RECORDS FOR THE TASK:
## start

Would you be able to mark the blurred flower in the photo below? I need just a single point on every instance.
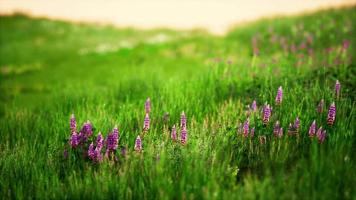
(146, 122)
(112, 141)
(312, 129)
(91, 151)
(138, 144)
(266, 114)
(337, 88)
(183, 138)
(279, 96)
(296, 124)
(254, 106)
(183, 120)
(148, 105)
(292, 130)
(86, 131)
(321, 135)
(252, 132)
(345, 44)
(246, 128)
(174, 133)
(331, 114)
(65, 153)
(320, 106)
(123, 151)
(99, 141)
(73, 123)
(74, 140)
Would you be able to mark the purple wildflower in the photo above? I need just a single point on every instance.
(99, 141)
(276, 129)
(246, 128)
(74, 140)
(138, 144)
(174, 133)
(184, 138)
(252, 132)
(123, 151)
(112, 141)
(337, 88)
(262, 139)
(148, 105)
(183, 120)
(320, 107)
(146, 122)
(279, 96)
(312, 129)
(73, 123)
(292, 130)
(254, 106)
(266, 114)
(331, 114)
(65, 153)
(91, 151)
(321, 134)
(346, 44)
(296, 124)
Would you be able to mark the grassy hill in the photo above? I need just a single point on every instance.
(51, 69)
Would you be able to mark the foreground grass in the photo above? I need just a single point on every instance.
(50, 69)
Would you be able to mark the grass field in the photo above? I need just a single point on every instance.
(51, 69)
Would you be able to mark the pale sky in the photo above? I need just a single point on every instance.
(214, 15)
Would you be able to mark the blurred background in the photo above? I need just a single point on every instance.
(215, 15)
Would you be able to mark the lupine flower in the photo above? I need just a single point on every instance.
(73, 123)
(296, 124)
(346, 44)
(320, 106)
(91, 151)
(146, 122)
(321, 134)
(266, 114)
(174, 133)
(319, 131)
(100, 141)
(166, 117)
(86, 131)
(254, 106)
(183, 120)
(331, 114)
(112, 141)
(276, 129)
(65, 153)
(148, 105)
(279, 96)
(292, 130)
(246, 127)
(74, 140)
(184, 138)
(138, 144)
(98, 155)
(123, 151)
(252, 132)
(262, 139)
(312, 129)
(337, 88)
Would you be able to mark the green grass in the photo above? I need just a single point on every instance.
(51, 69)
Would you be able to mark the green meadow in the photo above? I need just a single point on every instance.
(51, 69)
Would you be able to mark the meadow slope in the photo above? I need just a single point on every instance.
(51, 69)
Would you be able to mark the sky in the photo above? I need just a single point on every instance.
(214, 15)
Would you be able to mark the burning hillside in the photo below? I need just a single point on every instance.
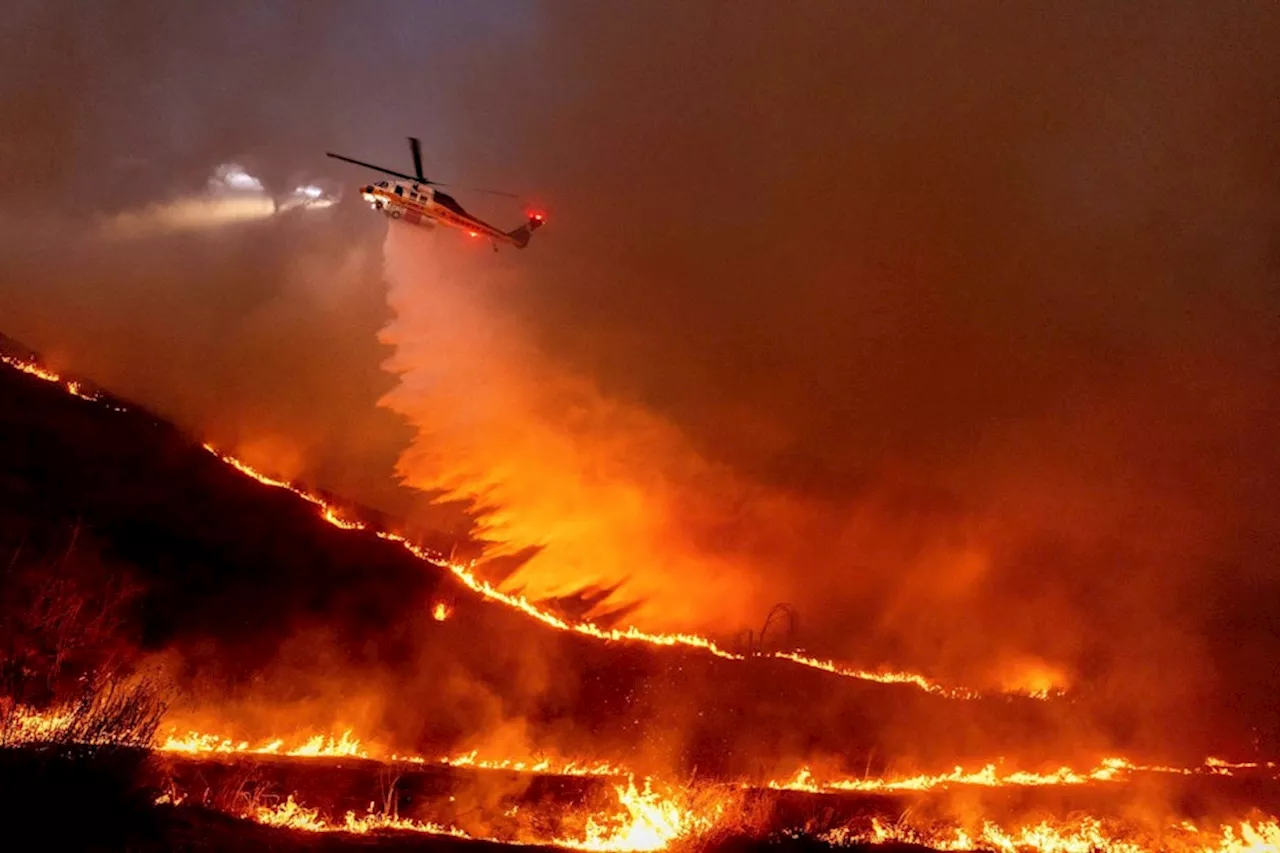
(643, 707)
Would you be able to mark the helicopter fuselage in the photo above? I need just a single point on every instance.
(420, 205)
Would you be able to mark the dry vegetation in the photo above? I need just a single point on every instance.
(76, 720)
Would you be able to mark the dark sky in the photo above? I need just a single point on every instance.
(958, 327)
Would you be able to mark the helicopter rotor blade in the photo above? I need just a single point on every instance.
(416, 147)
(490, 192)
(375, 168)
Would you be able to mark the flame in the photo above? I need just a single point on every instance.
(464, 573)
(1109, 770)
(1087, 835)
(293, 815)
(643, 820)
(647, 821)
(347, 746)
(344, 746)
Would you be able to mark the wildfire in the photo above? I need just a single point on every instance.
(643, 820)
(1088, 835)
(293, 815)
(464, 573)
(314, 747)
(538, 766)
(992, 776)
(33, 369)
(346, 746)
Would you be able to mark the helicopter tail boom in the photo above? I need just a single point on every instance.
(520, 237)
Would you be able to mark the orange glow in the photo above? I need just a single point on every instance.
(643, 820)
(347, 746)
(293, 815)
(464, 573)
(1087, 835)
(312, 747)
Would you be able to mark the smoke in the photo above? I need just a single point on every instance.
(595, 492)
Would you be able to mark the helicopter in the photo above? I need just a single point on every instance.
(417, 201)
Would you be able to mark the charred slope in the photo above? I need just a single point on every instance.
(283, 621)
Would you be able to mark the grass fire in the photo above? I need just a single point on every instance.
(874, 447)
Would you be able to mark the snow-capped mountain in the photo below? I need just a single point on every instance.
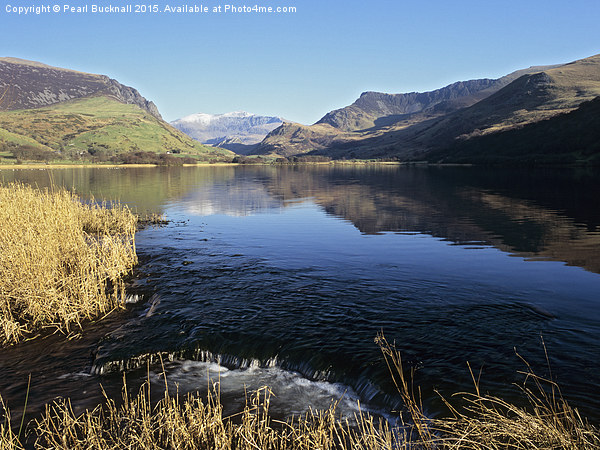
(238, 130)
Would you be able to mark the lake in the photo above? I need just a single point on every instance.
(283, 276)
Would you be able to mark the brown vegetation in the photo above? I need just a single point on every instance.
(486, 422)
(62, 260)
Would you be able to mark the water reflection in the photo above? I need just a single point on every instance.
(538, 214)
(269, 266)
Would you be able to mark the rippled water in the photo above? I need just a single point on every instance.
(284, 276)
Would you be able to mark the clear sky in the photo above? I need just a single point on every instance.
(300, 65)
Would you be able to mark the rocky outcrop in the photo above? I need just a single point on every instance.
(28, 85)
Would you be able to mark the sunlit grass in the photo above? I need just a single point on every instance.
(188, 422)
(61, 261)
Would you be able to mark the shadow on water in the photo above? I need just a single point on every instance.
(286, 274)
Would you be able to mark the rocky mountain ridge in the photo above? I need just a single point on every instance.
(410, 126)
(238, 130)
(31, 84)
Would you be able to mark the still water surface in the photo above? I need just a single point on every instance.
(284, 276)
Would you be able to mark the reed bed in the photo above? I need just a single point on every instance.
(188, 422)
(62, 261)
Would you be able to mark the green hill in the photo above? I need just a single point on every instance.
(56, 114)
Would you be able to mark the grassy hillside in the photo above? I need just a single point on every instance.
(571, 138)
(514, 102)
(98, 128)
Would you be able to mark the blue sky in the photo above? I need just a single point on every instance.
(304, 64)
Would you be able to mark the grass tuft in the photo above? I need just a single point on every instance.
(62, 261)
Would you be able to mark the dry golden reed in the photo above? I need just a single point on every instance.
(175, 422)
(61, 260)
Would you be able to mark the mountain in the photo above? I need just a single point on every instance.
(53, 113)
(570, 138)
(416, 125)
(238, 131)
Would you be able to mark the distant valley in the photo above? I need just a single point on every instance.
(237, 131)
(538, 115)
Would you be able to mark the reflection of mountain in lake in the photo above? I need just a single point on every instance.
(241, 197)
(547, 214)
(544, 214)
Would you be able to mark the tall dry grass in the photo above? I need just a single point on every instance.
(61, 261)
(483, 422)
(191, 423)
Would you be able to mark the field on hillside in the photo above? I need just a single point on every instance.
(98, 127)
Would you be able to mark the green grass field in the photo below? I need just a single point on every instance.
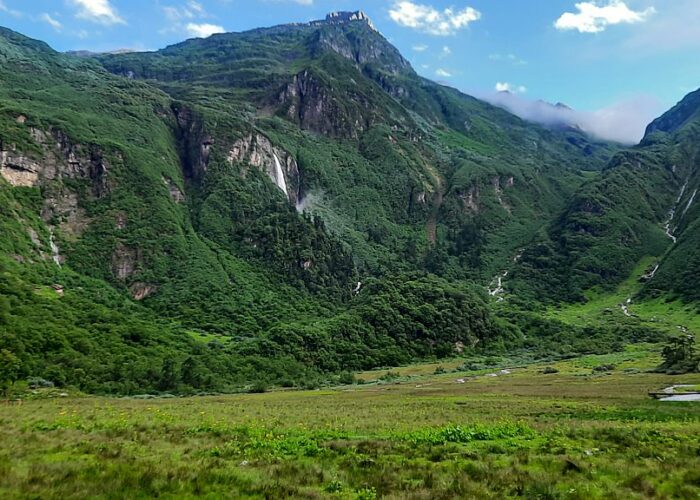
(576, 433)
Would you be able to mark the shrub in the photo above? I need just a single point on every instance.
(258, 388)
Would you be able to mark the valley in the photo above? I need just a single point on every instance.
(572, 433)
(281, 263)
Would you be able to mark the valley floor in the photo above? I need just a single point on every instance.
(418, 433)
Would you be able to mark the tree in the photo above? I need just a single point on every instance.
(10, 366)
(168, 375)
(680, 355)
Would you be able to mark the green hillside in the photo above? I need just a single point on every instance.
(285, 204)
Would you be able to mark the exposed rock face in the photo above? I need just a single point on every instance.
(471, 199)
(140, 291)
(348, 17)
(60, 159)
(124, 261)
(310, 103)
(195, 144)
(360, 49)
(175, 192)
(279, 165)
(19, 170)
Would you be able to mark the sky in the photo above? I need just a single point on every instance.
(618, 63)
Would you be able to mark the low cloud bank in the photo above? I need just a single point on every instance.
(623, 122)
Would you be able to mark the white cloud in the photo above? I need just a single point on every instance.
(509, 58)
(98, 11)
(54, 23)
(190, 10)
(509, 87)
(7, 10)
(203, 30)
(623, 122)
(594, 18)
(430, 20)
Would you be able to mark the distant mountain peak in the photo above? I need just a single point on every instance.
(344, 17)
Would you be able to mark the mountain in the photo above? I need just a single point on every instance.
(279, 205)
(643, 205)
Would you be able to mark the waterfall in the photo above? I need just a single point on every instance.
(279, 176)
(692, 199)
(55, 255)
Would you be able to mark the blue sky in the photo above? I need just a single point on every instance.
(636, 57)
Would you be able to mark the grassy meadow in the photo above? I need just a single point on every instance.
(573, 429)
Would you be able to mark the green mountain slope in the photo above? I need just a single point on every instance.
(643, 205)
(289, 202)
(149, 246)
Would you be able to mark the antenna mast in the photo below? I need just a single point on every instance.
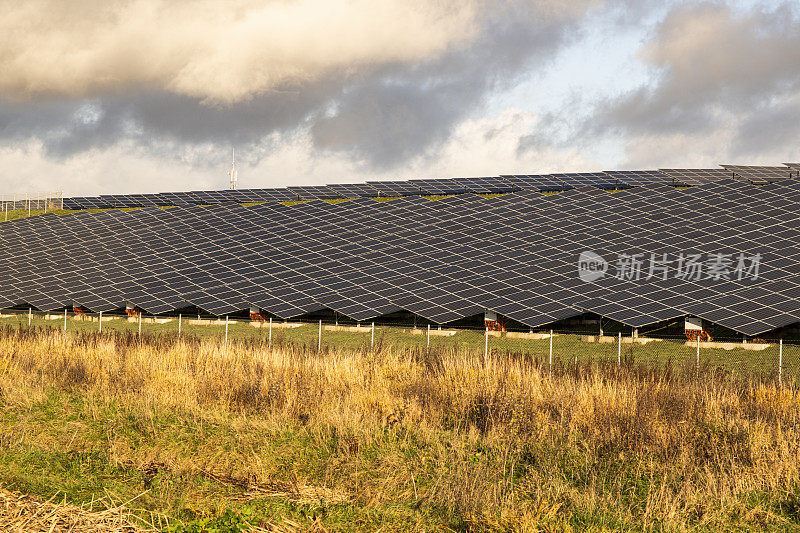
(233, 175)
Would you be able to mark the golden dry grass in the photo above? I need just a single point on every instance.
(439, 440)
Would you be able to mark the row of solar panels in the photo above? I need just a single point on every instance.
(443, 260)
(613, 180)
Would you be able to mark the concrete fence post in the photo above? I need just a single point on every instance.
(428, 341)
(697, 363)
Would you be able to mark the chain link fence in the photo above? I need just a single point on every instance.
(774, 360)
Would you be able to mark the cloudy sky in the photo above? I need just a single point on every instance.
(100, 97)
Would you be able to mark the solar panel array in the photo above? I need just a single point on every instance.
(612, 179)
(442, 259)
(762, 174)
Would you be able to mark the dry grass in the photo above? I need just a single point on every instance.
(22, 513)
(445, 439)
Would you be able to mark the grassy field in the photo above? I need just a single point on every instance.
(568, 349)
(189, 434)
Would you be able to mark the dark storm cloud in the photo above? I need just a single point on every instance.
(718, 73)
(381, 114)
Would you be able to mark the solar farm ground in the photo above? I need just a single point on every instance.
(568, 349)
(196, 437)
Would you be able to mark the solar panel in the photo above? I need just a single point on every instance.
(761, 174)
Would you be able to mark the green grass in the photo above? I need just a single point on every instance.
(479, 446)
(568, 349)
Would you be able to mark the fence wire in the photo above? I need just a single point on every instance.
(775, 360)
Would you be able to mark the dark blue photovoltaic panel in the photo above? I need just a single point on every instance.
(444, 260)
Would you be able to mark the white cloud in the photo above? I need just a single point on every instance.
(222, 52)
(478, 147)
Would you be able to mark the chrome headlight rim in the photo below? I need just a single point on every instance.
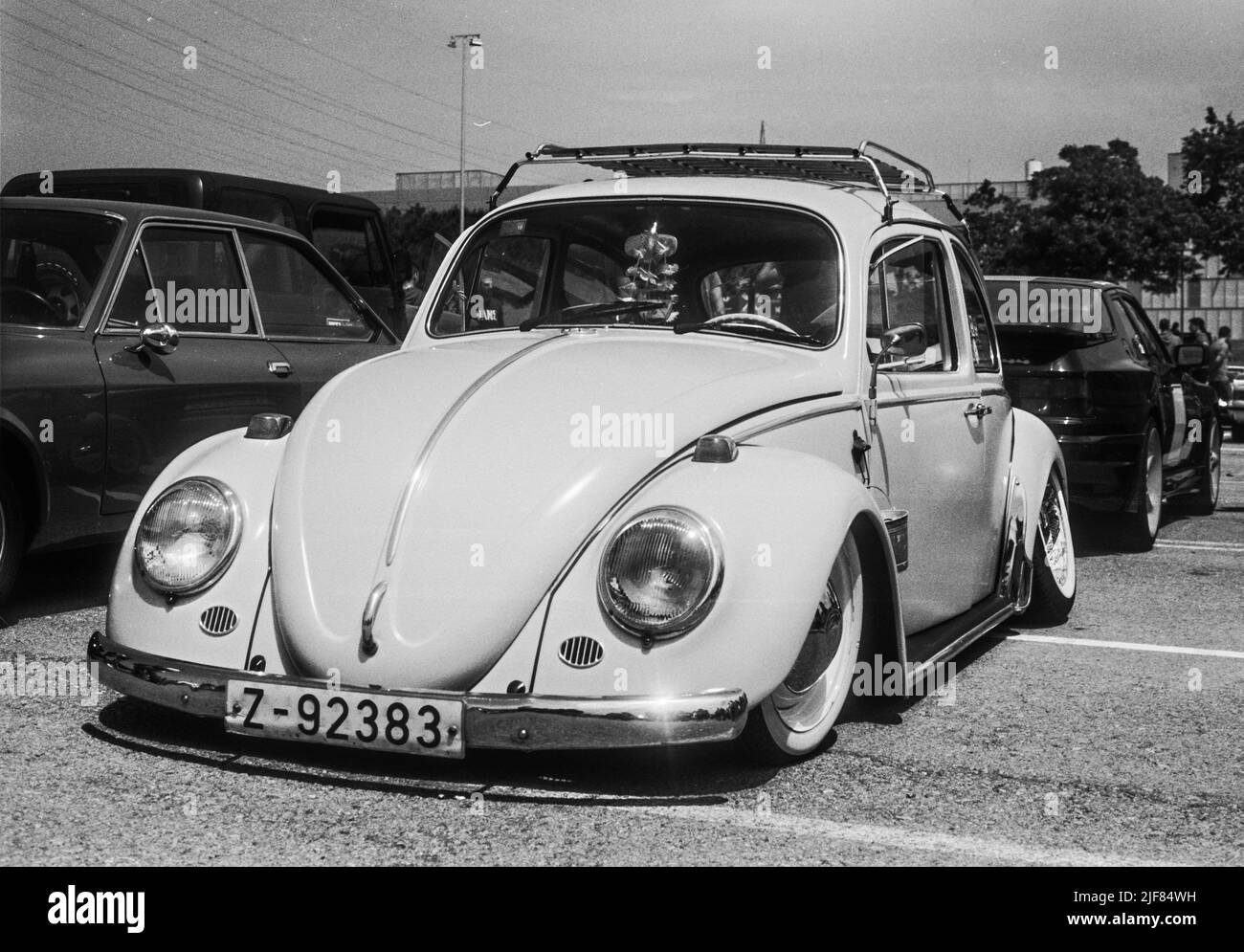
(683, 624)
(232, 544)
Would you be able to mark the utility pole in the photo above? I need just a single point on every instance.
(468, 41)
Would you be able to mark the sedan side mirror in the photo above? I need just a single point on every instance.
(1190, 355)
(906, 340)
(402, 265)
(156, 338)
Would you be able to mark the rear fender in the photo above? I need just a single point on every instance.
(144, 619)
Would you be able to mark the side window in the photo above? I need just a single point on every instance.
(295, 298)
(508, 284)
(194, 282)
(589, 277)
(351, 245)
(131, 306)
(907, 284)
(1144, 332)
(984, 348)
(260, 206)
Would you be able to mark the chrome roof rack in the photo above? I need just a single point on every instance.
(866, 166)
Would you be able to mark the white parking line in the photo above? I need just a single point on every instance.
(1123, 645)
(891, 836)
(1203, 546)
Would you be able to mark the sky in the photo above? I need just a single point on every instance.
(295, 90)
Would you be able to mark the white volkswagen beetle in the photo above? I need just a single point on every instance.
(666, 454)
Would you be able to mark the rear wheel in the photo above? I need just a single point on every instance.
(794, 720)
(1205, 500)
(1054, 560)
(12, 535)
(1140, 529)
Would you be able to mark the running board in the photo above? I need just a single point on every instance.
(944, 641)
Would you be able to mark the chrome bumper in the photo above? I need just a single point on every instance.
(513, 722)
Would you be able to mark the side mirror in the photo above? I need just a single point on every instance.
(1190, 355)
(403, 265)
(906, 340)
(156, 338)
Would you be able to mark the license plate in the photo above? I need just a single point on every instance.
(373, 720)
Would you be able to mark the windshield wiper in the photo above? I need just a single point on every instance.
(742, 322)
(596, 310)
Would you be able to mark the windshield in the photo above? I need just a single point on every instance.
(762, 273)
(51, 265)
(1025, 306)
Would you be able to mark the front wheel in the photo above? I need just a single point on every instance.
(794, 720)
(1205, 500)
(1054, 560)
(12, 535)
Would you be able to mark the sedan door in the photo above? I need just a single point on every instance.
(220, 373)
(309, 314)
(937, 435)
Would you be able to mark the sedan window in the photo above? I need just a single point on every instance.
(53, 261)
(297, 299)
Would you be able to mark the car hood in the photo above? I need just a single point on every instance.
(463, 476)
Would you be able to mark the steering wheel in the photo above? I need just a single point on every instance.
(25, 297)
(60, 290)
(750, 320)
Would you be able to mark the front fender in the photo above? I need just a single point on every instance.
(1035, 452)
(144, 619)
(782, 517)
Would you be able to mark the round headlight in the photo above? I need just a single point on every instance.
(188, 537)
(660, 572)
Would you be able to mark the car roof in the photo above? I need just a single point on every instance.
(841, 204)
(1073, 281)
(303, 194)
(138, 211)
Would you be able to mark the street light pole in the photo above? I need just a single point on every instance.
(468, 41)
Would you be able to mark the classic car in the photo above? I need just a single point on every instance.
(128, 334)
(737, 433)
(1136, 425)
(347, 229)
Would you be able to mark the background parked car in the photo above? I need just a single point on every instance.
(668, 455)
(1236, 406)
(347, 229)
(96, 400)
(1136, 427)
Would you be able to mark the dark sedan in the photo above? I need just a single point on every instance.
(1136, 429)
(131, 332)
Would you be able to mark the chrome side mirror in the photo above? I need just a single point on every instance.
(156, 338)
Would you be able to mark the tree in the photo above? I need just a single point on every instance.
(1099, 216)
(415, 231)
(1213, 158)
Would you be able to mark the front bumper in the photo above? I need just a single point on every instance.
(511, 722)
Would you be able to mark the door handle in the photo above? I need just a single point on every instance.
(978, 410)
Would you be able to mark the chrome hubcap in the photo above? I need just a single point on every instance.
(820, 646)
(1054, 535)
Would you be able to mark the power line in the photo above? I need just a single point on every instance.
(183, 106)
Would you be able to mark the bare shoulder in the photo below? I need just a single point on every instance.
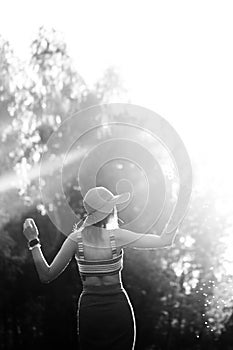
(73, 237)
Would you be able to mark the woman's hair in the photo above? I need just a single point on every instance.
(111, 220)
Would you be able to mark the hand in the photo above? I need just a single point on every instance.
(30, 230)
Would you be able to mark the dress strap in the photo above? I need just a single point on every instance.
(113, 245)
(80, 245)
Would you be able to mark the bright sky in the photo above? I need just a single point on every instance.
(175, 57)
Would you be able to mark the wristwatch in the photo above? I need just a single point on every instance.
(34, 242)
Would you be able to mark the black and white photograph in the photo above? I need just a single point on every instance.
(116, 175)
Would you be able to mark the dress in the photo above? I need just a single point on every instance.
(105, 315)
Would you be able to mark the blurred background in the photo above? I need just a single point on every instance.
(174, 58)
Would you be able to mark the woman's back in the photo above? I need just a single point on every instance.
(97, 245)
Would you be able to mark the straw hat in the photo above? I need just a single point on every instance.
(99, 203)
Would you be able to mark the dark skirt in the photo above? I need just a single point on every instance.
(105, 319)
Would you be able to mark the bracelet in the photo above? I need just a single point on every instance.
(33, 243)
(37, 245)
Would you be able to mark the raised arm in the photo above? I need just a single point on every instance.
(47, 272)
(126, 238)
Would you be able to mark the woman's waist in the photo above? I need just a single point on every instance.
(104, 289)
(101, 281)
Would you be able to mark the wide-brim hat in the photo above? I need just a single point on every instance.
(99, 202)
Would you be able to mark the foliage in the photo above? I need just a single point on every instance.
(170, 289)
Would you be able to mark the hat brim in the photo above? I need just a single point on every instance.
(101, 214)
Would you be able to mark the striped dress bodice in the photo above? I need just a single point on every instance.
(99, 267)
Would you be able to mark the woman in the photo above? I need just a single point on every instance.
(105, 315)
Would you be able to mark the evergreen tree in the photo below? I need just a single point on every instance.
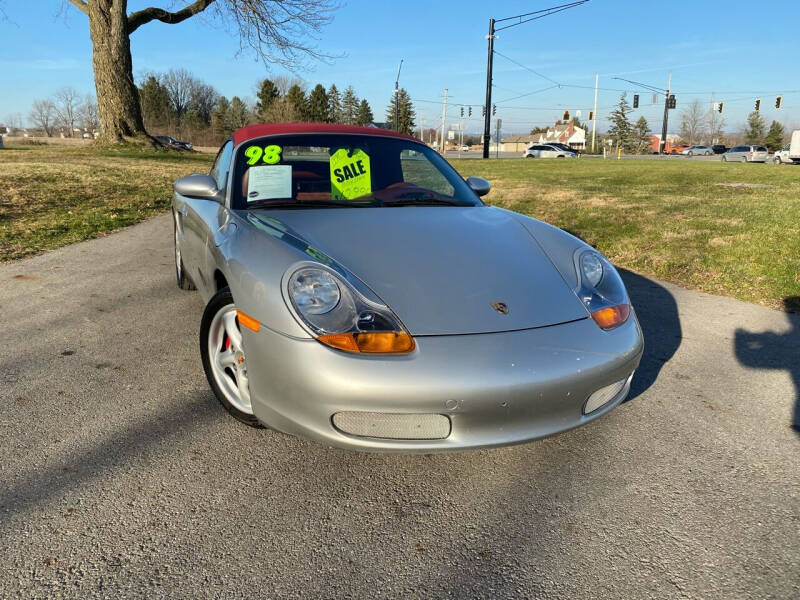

## end

AIM:
Turn the data from the line holding "Would you be able to mark the foliage" through the end, inclusive, into a Markdown table with the columns Row and Line, one numbered row per line and no blank lines. Leave the picture out of the table.

EXPECTED ANSWER:
| Row | Line |
|---|---|
| 1 | Would you be able to mark the foliage in the photo above? I need just a single point on every instance. |
| 2 | (170, 289) |
| 3 | Would you be able to mark the hat brim in the photo above? I need just a single point on every instance. |
| 4 | (101, 214) |
| 5 | Would you be able to mark the striped dress bodice in the photo above? I need just a single point on every instance. |
| 6 | (99, 267) |
| 7 | Would you be able to mark the woman in the photo above? I need just a single point on every instance. |
| 8 | (105, 315) |
| 9 | Would you be able to mark the evergreen tree in the photo below? I need just a single point on every instance. |